* _What is being asked_:
Wherever a line below holds the word "like", copy that line.
(Beginning of Given data)
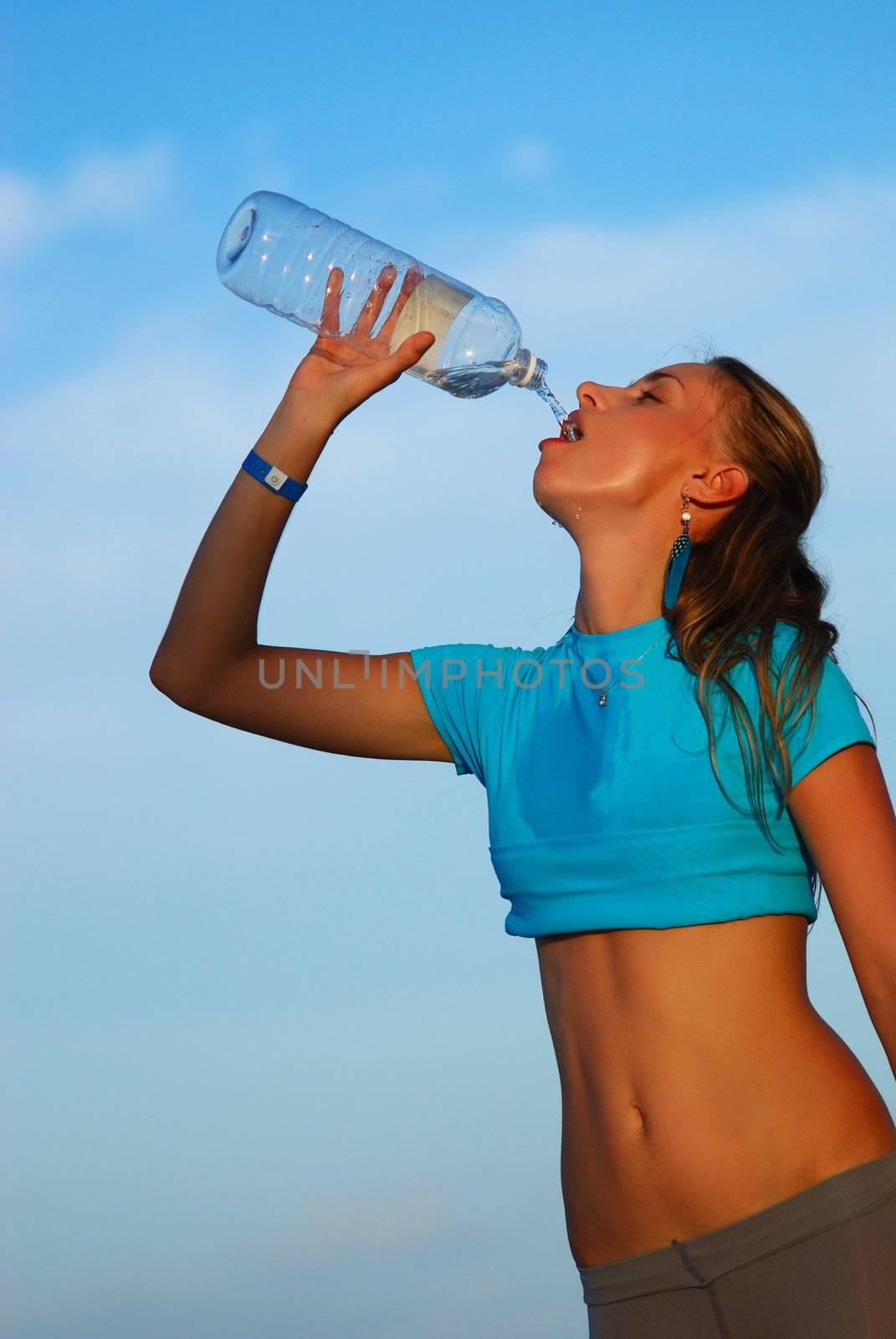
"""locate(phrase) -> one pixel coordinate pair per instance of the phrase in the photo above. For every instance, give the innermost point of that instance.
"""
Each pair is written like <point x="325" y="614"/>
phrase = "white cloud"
<point x="530" y="157"/>
<point x="94" y="187"/>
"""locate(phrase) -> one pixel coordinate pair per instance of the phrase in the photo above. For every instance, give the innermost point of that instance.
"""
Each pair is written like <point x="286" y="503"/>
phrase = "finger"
<point x="409" y="352"/>
<point x="412" y="279"/>
<point x="332" y="296"/>
<point x="374" y="305"/>
<point x="381" y="374"/>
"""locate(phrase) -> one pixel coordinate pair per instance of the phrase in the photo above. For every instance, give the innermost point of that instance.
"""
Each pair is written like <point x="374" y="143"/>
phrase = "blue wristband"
(End of Given data)
* _Written solution_:
Each pair is written like <point x="325" y="614"/>
Each pair is written like <point x="286" y="503"/>
Each pair is written like <point x="374" y="143"/>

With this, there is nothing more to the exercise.